---------- Provided data

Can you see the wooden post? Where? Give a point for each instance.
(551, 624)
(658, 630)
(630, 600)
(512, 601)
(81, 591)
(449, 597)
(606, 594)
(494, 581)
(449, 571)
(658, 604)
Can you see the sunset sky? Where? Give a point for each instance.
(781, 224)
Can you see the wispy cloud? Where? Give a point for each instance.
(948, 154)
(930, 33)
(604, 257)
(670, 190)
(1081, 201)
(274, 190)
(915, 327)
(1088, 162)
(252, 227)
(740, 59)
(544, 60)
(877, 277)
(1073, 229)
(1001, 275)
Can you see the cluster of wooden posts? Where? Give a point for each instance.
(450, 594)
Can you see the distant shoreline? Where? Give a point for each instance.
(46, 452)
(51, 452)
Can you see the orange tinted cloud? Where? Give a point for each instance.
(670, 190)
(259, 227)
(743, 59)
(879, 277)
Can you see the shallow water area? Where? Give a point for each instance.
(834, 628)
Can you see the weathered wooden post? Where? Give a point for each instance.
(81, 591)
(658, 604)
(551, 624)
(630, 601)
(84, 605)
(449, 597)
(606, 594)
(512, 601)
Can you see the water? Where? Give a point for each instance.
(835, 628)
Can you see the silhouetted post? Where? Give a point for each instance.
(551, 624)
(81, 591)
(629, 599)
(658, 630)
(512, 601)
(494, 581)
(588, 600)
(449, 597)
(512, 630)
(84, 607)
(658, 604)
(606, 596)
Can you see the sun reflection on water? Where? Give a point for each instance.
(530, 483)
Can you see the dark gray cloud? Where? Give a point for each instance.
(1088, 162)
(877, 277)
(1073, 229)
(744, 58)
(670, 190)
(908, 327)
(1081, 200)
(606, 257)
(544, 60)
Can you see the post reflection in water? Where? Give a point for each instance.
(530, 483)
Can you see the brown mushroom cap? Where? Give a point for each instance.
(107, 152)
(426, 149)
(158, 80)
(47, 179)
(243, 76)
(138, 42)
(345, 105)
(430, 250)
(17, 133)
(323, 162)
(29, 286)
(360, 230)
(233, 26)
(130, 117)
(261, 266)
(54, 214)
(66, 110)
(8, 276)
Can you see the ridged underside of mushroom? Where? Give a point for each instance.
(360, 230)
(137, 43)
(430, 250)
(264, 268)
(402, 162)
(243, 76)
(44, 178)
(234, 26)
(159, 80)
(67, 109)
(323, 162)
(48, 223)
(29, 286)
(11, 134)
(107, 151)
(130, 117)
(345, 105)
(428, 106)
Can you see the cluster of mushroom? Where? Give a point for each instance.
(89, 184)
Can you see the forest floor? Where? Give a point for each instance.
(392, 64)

--------------------
---------- Provided data

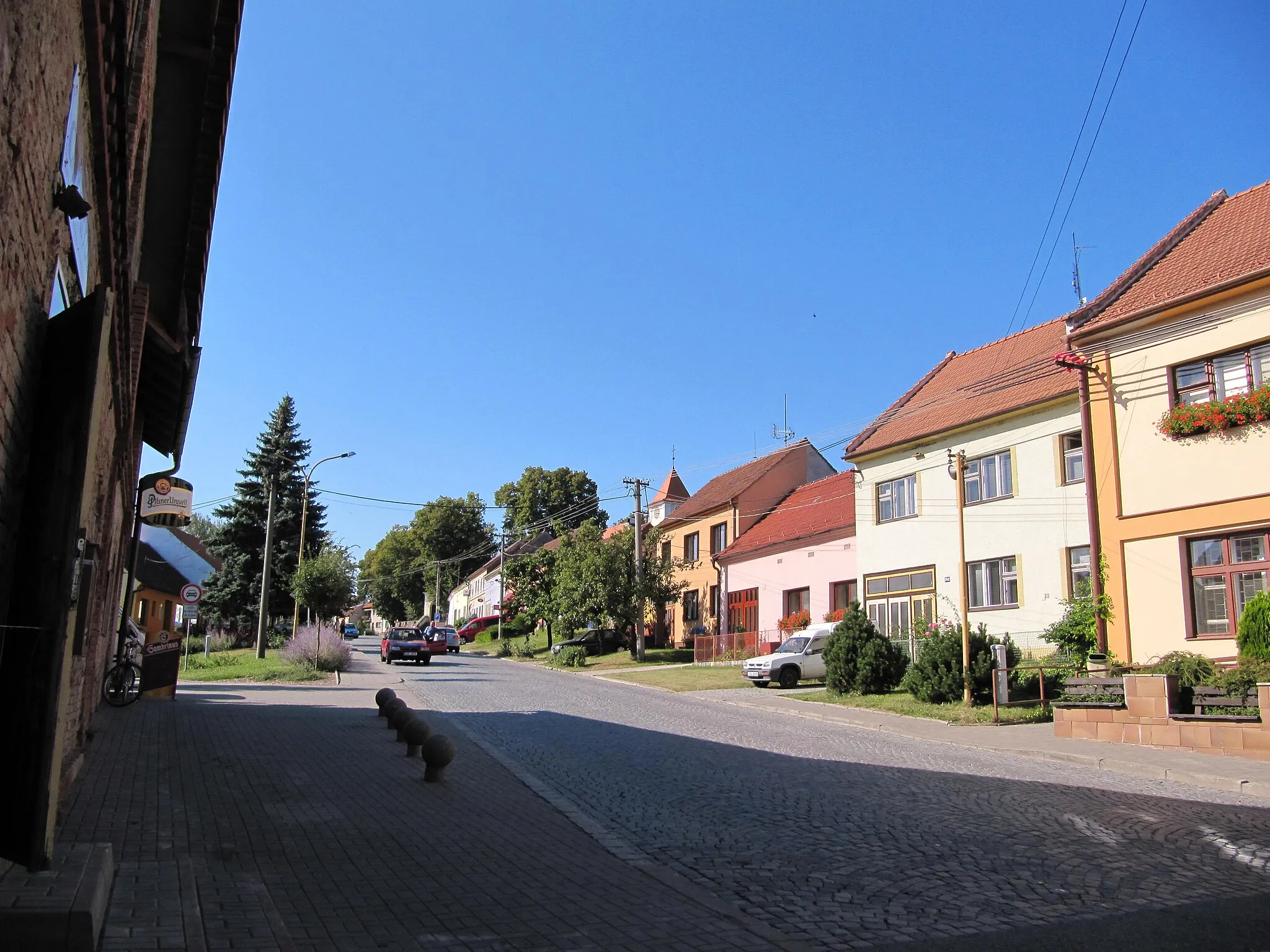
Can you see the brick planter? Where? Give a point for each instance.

--------------------
---------- Provided data

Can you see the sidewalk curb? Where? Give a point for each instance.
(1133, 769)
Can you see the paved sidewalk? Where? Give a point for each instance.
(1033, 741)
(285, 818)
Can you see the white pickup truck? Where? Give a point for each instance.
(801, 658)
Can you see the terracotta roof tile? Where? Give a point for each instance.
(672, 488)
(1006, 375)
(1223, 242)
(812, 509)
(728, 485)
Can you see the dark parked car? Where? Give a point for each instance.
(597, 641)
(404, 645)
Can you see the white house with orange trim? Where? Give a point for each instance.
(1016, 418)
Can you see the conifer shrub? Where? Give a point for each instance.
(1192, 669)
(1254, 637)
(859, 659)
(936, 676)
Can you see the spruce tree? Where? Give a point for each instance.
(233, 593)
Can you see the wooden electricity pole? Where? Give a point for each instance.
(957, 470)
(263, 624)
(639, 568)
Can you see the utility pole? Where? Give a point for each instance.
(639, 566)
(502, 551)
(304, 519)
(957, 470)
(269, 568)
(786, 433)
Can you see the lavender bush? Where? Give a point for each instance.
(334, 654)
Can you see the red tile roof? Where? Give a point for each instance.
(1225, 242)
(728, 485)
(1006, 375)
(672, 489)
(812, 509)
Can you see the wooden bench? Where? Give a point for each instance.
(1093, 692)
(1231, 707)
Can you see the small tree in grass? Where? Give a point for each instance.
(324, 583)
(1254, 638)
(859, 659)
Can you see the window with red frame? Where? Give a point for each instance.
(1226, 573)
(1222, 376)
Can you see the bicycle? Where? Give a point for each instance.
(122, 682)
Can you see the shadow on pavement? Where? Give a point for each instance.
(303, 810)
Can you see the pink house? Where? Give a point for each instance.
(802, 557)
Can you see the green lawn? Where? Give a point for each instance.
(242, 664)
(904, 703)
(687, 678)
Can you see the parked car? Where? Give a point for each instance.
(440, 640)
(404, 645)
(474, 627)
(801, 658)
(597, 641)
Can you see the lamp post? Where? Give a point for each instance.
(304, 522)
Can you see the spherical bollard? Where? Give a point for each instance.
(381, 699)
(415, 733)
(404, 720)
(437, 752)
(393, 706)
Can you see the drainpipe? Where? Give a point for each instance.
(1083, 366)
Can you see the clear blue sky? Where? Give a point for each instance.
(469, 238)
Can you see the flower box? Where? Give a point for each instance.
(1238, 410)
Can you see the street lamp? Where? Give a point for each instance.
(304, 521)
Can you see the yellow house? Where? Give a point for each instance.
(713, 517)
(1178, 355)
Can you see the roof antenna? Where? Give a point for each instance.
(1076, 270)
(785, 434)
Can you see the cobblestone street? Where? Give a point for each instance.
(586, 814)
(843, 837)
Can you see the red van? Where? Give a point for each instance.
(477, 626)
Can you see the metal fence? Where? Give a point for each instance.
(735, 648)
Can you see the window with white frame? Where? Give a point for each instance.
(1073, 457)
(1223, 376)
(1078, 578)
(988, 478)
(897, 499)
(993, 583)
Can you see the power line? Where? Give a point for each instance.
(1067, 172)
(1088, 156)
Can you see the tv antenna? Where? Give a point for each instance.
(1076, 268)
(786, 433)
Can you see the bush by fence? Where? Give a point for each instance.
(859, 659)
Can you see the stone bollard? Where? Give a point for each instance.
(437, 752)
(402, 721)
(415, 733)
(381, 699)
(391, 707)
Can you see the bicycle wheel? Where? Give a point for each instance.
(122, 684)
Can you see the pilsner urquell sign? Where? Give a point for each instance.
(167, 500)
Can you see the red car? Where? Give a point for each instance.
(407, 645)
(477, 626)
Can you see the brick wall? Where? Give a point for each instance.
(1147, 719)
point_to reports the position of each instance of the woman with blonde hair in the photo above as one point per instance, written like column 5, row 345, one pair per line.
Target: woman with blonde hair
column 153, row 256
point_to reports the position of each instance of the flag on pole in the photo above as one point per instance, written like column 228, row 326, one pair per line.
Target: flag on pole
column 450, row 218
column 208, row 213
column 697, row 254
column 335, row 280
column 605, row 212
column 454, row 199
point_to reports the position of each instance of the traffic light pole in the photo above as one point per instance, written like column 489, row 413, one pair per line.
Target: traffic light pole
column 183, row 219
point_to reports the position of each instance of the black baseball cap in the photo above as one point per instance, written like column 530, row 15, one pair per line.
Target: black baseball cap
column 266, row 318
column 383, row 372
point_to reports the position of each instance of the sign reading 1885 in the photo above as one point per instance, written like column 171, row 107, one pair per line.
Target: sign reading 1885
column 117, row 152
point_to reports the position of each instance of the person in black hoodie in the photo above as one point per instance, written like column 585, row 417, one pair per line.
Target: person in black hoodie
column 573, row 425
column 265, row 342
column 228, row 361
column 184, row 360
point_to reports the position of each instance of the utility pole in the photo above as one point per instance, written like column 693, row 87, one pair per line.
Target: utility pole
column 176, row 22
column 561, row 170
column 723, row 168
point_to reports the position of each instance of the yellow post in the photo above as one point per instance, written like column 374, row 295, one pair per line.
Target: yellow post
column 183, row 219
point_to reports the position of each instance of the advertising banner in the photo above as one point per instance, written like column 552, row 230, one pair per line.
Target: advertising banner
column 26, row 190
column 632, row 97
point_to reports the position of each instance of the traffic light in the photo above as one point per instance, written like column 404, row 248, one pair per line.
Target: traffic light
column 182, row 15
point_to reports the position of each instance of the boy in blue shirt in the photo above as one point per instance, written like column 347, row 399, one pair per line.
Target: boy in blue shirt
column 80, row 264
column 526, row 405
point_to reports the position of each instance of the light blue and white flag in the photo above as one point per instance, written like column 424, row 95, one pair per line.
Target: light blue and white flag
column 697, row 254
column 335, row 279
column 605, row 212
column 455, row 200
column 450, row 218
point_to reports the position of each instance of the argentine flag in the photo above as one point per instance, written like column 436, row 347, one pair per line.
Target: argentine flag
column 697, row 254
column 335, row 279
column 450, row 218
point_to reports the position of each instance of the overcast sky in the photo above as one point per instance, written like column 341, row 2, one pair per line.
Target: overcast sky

--------------------

■ The task ■
Only lines with the word "overcast" belong in the answer; copy each of them from the material above.

■ Exercise output ■
point_to reports the position of each instance of the overcast sky in the photo above as one point per instance, written like column 341, row 2, one pair per line.
Target: overcast sky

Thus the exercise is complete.